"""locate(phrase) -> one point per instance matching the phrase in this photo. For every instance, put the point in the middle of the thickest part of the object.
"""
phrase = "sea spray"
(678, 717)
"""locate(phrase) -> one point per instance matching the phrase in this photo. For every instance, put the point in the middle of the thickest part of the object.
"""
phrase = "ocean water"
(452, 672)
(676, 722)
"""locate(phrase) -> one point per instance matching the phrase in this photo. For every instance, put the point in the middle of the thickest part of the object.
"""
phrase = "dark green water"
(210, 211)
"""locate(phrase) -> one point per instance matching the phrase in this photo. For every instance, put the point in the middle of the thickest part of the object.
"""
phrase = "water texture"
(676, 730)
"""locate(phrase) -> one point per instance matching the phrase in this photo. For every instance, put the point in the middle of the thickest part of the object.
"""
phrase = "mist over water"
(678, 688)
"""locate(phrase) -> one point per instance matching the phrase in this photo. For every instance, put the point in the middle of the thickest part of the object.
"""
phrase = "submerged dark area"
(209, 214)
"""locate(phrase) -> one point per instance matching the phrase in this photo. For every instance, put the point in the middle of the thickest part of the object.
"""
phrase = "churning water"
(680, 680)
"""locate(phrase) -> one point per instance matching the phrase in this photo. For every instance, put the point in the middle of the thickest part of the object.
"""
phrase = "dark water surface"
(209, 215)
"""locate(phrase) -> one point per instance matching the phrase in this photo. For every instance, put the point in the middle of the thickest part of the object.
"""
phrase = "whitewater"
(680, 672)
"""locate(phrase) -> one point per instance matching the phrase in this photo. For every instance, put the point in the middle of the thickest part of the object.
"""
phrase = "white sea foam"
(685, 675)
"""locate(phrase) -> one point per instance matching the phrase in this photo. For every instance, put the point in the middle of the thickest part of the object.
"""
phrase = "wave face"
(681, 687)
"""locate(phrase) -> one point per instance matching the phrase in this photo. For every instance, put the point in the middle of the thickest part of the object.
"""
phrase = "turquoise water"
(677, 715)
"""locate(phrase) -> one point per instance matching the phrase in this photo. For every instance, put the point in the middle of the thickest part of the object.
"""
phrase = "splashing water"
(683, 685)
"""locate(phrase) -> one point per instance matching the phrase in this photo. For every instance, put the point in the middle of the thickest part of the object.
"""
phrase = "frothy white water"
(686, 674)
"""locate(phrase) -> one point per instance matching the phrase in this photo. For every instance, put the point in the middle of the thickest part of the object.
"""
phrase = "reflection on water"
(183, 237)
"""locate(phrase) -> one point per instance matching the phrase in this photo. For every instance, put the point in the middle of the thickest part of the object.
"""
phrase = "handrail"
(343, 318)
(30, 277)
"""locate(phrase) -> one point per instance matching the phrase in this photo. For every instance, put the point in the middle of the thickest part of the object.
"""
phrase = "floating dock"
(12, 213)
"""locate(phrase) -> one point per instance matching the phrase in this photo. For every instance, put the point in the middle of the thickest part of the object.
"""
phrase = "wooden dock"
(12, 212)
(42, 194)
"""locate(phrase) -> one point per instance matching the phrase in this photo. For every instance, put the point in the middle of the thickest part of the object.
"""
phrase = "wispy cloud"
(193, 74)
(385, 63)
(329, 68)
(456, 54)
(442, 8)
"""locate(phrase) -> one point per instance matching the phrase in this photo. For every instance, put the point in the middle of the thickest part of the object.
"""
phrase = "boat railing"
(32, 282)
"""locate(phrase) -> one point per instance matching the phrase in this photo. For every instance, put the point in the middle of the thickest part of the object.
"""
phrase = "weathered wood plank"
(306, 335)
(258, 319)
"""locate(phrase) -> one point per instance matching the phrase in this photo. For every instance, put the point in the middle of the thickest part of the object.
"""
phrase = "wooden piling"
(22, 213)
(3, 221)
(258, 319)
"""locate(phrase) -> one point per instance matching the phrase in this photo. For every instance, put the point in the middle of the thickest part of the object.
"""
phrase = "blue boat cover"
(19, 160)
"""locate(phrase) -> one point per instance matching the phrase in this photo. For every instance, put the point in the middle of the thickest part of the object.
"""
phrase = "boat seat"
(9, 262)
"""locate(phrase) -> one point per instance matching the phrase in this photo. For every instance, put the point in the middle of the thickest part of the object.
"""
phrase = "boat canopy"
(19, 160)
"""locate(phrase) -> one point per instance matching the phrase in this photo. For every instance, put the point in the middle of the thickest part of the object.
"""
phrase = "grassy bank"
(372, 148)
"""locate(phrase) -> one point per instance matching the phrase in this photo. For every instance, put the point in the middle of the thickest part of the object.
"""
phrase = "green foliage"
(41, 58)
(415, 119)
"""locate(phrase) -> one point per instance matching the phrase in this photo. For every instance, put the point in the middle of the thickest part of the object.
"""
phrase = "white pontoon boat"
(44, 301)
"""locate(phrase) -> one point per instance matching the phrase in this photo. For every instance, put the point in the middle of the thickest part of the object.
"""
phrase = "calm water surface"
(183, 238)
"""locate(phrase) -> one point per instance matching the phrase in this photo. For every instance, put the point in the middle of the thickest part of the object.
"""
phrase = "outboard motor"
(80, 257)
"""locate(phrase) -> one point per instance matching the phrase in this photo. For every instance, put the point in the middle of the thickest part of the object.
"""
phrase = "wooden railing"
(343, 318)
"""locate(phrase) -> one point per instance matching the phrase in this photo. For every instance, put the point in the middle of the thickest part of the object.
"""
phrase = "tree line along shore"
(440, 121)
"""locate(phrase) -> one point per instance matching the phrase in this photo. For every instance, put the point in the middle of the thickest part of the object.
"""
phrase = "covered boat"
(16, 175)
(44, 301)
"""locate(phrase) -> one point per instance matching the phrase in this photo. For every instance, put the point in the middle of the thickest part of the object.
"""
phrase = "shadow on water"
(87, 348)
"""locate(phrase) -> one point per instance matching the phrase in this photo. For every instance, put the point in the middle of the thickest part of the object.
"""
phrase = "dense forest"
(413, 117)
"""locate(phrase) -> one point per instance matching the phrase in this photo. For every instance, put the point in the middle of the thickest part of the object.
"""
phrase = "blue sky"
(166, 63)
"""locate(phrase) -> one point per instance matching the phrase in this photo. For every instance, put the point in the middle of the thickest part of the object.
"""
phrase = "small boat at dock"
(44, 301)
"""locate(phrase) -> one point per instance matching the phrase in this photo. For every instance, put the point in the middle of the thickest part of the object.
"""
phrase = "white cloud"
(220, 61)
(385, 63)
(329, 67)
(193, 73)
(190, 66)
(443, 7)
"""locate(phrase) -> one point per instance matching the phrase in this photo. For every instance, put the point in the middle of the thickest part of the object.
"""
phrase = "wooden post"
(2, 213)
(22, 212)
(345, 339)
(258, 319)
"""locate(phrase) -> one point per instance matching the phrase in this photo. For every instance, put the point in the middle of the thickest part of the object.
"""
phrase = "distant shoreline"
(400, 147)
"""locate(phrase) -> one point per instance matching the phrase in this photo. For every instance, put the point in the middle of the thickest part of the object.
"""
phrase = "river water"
++++++++++
▶ **TASK BRIEF**:
Reproduce all of the records precisely. No word may differ.

▶ **REPLY**:
"""locate(phrase) -> one point per instance matching the phrase in this photo. For every instance, put the point in the middle of the thickest part of the object.
"""
phrase = "sea spray"
(678, 717)
"""locate(phrase) -> one point per instance matching the phrase in this photo. For every instance, put the point in the middle of the thickest part of the object.
"""
phrase = "ocean water"
(452, 672)
(676, 722)
"""locate(phrase) -> one point per instance matching the phrase in this photo. For every instance, put the point in the middle of the thickest part of the object.
"""
phrase = "dark green water"
(210, 211)
"""locate(phrase) -> one point per instance matching the phrase in this photo. For every instance, put the point in the middle of the thickest part of the object.
"""
phrase = "water texture"
(676, 730)
"""locate(phrase) -> one point per instance matching the phrase in this photo. For every instance, put the point in the middle of the thickest part of the object.
"""
phrase = "mist over water"
(678, 688)
"""locate(phrase) -> one point per instance matching the phrase in this photo. For every instance, put the point in the middle of the thickest part of the object.
"""
phrase = "submerged dark area"
(209, 214)
"""locate(phrase) -> one point per instance matching the phrase in this photo. For every instance, put the point in the middle of the thickest part of the object.
"""
phrase = "churning water"
(680, 680)
"""locate(phrase) -> one point per instance matching the phrase in this photo. For every instance, put the point in the middle of the thickest part of the object.
"""
phrase = "dark water surface"
(209, 215)
"""locate(phrase) -> one point per instance matching the phrase in this photo. For every instance, put the point in the middle of the thickest part of the object.
"""
phrase = "whitewater"
(680, 672)
"""locate(phrase) -> one point per instance matching the phrase in this photo. For every instance, put the point in the middle of the thickest part of the object.
"""
phrase = "white sea foam"
(685, 675)
"""locate(phrase) -> one point per instance matching the phrase in this photo. For every instance, put the point in the middle of the thickest part of the object.
"""
phrase = "wave face"
(681, 687)
"""locate(phrase) -> one point per instance matching the phrase in this photo. For every instance, put the point in the middle of the thickest part of the object.
"""
phrase = "turquoise water"
(677, 715)
"""locate(phrase) -> one point per instance matching the phrase in this photo. For every instance, put the point in the middle of the thickest part of the object.
"""
phrase = "splashing water"
(683, 685)
"""locate(phrase) -> one point per instance matching the phrase in this photo. For every instance, put the point in the middle of the thickest part of the object.
"""
phrase = "frothy white water"
(686, 674)
"""locate(phrase) -> one point per instance matching the phrase in this photo. For every instance, put the point in the middle of the thickest part of the object.
"""
phrase = "reflection on water"
(183, 237)
"""locate(phrase) -> one point per instance matching the phrase in this photo. For every instance, put the point in the middle of the thickest part of the object.
"""
phrase = "handrail"
(343, 318)
(30, 277)
"""locate(phrase) -> one point per instance matching the phrase in this photo. For every instance, put the point in the middle of the thickest part of the object.
"""
phrase = "floating dock"
(12, 213)
"""locate(phrase) -> one point per instance matching the phrase in this photo. For every instance, put the point in the middle of the thickest part of the object.
"""
phrase = "wooden dock"
(12, 212)
(42, 194)
"""locate(phrase) -> one point per instance matching the phrase in this photo. For every instance, put the point in the middle of the thickest part of the object.
"""
phrase = "wispy cloud"
(193, 74)
(385, 63)
(329, 68)
(456, 54)
(442, 8)
"""locate(phrase) -> one point per instance matching the phrase in this photo. For every instance, put the point in the middle of the thickest part of the object.
"""
phrase = "boat railing"
(32, 282)
"""locate(phrase) -> one point per instance matching the phrase in this photo. For every instance, put the point in the middle of the thickest part of the object.
"""
phrase = "weathered wood plank"
(306, 335)
(258, 319)
"""locate(phrase) -> one point per instance matching the phrase in this photo. For every instance, put the point in the middle of the thickest part of the object.
"""
phrase = "wooden piling"
(22, 213)
(3, 221)
(258, 319)
"""locate(phrase) -> one point per instance matching the phrase in this photo. For every instance, put the point in the middle of the thickest part of the object.
"""
phrase = "blue boat cover"
(19, 160)
"""locate(phrase) -> one point per instance matching the phrase in this photo. For every instance, put the point in the middle of the thickest part of the object.
"""
phrase = "boat seat"
(9, 262)
"""locate(phrase) -> one point per instance matching the phrase in this photo. For every instance, put the point in the middle of the thickest part of the object.
"""
phrase = "boat canopy"
(19, 160)
"""locate(phrase) -> one point per instance matching the phrase in this photo. For every instance, put the point in the middle of the thickest part of the object.
"""
phrase = "grassy bank"
(372, 148)
"""locate(phrase) -> one point per instance matching the phrase in this photo. For every instance, put the point in the middle of the thickest part of the object.
"""
phrase = "green foliage"
(41, 58)
(415, 119)
"""locate(phrase) -> one point per instance matching the phrase in this photo. For every instance, put the point in the middle of the thickest part of the object.
"""
phrase = "white pontoon boat"
(44, 301)
"""locate(phrase) -> one point per instance matching the phrase in this photo. For every instance, put the point in the middle of the thickest part of the object.
"""
phrase = "calm water surface"
(183, 238)
"""locate(phrase) -> one point per instance matching the phrase in this photo. For every instance, put the point in the middle of the thickest part of the object.
"""
phrase = "outboard motor"
(80, 257)
"""locate(phrase) -> one point per instance matching the phrase in this photo. For every instance, put the point in the middle of the thickest part of the object.
"""
phrase = "wooden railing"
(343, 318)
"""locate(phrase) -> one point per instance matching the phrase in this photo. For every instance, put the point in the middle of the thickest part of the object.
"""
phrase = "tree line along shore"
(440, 121)
"""locate(phrase) -> one point per instance matching the phrase in this photo. For every instance, put the point in the middle of the thickest part of the object.
"""
phrase = "covered boat"
(16, 175)
(44, 301)
"""locate(phrase) -> one point per instance matching the phrase in this photo. For every instance, put the point in the middle of the thickest part of the object.
"""
phrase = "shadow on water"
(87, 348)
"""locate(phrase) -> one point per instance matching the phrase in this photo. For every instance, put the point in the middle of the thickest part of the object.
"""
phrase = "dense forest"
(413, 117)
"""locate(phrase) -> one point per instance matching the phrase in this photo. For every instance, put the point in the middle of the thickest part of the object.
"""
phrase = "blue sky"
(166, 63)
"""locate(phrase) -> one point per instance matching the phrase in this photo. For every instance, put the point in the middle of the thickest part of the object.
"""
phrase = "small boat at dock"
(44, 301)
"""locate(phrase) -> one point per instance matching the phrase in this photo. For every instance, put the point in the middle of the thickest part of the object.
"""
phrase = "white cloud"
(220, 61)
(385, 63)
(329, 67)
(193, 73)
(190, 66)
(443, 7)
"""locate(phrase) -> one point per instance matching the phrase in this photo. For every instance, put the point in the middle of the thickest part of the object.
"""
phrase = "wooden post"
(2, 213)
(22, 212)
(345, 339)
(258, 319)
"""locate(phrase) -> one point per instance matching the phrase in this photo. For every instance, put the point in the middle of the thickest part of the object.
"""
phrase = "distant shoreline"
(400, 147)
"""locate(phrase) -> one point per instance matching the phrase in this photo. For every instance, put the point in the middle of the thickest part of the object.
"""
phrase = "river water"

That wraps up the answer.